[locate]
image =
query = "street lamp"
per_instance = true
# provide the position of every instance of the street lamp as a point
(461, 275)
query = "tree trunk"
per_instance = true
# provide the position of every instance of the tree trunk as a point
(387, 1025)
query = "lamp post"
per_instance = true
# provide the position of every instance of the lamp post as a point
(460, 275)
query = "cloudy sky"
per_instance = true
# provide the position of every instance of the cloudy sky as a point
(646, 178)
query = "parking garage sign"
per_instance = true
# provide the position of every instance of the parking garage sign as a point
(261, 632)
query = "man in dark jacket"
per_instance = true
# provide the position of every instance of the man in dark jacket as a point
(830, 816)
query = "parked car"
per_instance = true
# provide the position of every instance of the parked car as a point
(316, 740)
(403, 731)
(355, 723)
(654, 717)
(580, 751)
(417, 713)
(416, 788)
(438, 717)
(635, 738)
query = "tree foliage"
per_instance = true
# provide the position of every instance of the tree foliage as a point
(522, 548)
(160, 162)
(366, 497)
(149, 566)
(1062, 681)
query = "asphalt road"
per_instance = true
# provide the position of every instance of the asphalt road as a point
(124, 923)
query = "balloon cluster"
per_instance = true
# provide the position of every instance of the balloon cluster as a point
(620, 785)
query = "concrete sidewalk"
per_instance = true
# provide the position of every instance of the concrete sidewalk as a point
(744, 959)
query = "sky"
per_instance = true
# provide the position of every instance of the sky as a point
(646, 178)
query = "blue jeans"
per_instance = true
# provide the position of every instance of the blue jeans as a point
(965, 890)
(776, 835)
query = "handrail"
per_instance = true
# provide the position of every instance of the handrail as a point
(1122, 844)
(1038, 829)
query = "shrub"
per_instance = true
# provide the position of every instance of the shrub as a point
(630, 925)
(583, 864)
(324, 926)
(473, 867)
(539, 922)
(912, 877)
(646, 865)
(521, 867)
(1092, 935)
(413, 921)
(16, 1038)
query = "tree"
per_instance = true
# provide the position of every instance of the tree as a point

• _TASK BRIEF_:
Above are the records; retype them all without a single difference.

• _RESPONSE TO THIS TASK_:
[locate]
image =
query = "street lamp"
per_instance = true
# provide the position of every instance of the street lamp as a point
(461, 275)
query = "tree trunk"
per_instance = true
# provide the position of every instance of the tree trunk as a point
(387, 1025)
query = "lamp post"
per_instance = true
# provide the position of every instance of the lamp post as a point
(460, 275)
query = "cloudy sky"
per_instance = true
# provide the position of every instance of the cloudy sky as a point
(646, 178)
query = "parking garage sign"
per_instance = true
# provide the position of every instance of the parking garage sign as a point
(261, 632)
query = "man in dark jacket"
per_instance = true
# provide the position of every instance of the man in dark jacket as a point
(830, 816)
query = "parked car"
per_instance = true
# provide the position of every instance of the parked car as a point
(316, 740)
(403, 731)
(355, 723)
(654, 717)
(580, 751)
(417, 713)
(416, 788)
(438, 717)
(635, 738)
query = "tree foliage"
per_instance = true
# provide the position of every instance of the tree foliage as a point
(522, 548)
(160, 162)
(366, 497)
(149, 566)
(1062, 681)
query = "asphalt road"
per_instance = true
# provide the position of every instance of the asphalt road as a point
(124, 923)
query = "balloon cluster"
per_instance = true
# provide the position of every instance of the balloon cluster as a point
(620, 785)
query = "concrete sidewalk"
per_instance = true
# provide the position of every instance of the concrete sidewalk as a point
(744, 959)
query = "sky"
per_instance = true
# provide the position of every instance of the sky as a point
(646, 178)
query = "blue jeans"
per_instance = true
# provide the position of every instance of the blue jeans as a point
(965, 890)
(776, 835)
query = "handrail"
per_instance = true
# provide the position of every instance of the handrail as a point
(1122, 844)
(1038, 829)
query = "shrub"
per_instance = true
# provide the position of every instance of the shrub as a point
(630, 925)
(583, 864)
(324, 926)
(473, 867)
(539, 922)
(912, 877)
(646, 865)
(521, 867)
(1092, 935)
(413, 921)
(16, 1038)
query = "tree"
per_instance = true
# provide the position of every instance of the tree as a point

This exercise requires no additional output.